- GIVEN PASSAGE -
Layer7 Identity Management

Expand all | Collapse all

Identity Manager Health Checks

  • 1.  Identity Manager Health Checks

    Posted 02-18-2015 12:09 PM

    What kinds of health metrics is everyone using for Identity Manager?  I'm looking for any good ideas that I might have overlooked.

     

    All of our servers have an automated log maintenance job that runs daily to zip log files older than 24 hours and delete log files older than 90 days.  I check the health of our Identity Manager infrastructure through a series of metrics.  I check these interactively (via script) every day at about 9:30am, right after my log file maintenance job finishes.  Many of these are also plugged into our company's official monitoring system so it will alert me if a service goes down.  The log thresholds are based on just watching each service to see how many files the system typically generates, since some are more prolific than others.

- DATA SHOWN -
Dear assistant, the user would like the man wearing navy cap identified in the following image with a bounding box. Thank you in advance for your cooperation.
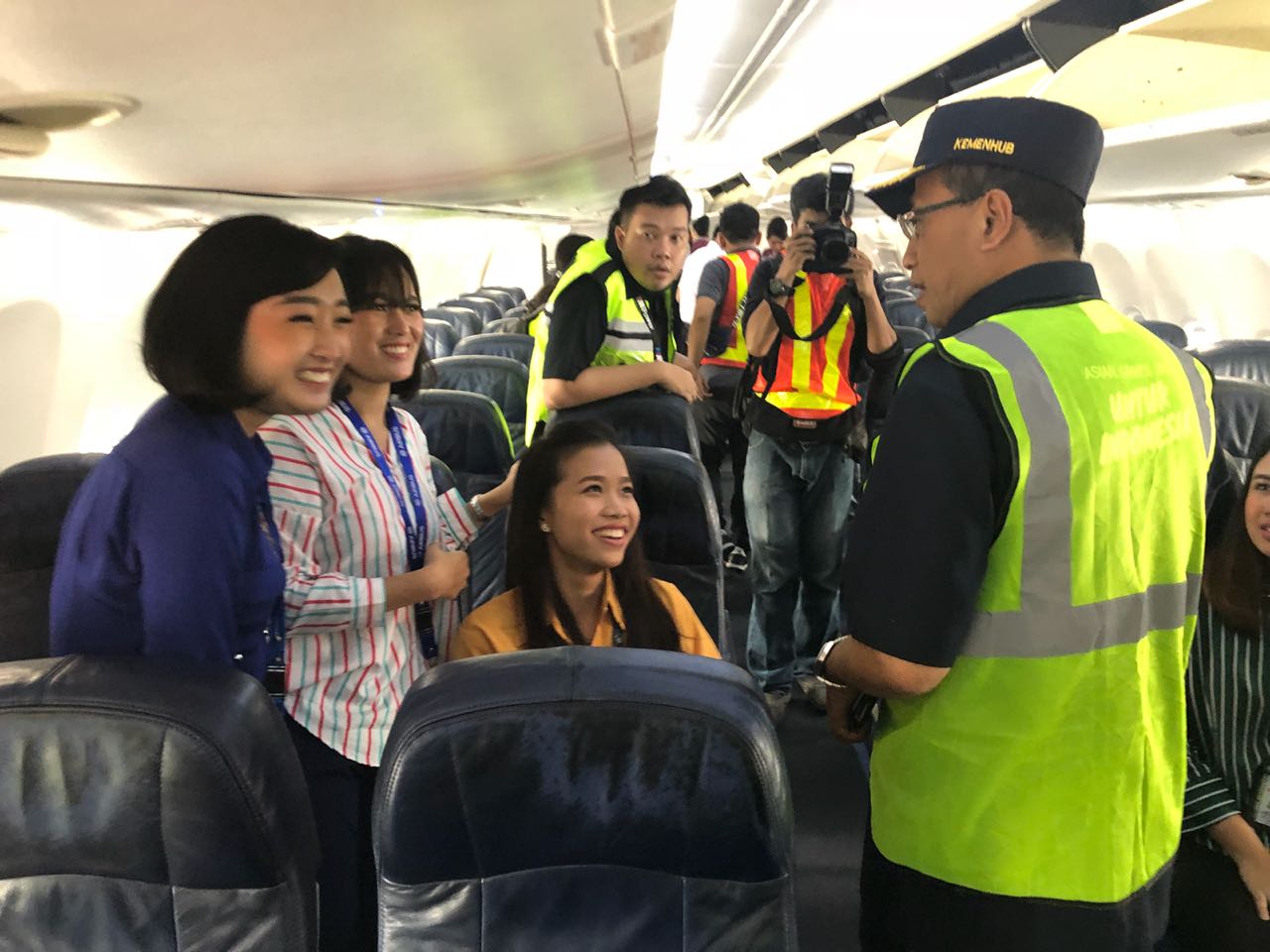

- SET OF TASKS -
(1) In the Identity Manager health checks post, what time each day does the poster run the checks?
(2) Carry on the Identity Manager health checks post from the point where it stops.

- RESPONSES PER TASK -
(1) About 9:30am, right after the log file maintenance job finishes.

(2)
    • Automation server: # uncompressed log files older than today <= 3
    • Directory server: # DXserver services configured == # running
    • Directory server: Latest .zdb (binary) backup date == today
    • Directory server: Latest .ldif (text) backup date == Latest .zdb (binary) backup date
    • Directory server: # .zdb (binary) backups >= # non-Router DXservers
    • Directory server: # uncompressed .ldif (text) backups older than today <= # non-Router DXservers
    • Directory server: SNMP monitoring of each DXserver
    • JBoss server: # services configured == # running
    • JBoss server: IME status web page at /iam/im/status.jsp reports "OK"
    • JBoss server: JBoss status web page at /status?XML=true
      • memory used % < 80%
      • request error % (# request errors / # requests) < 40%
      • current thread % (# current threads / # max. threads) < 80%
      • busy thread % (# current busy threads / # current threads) < 80% (unless there is only 1 - the status page thread)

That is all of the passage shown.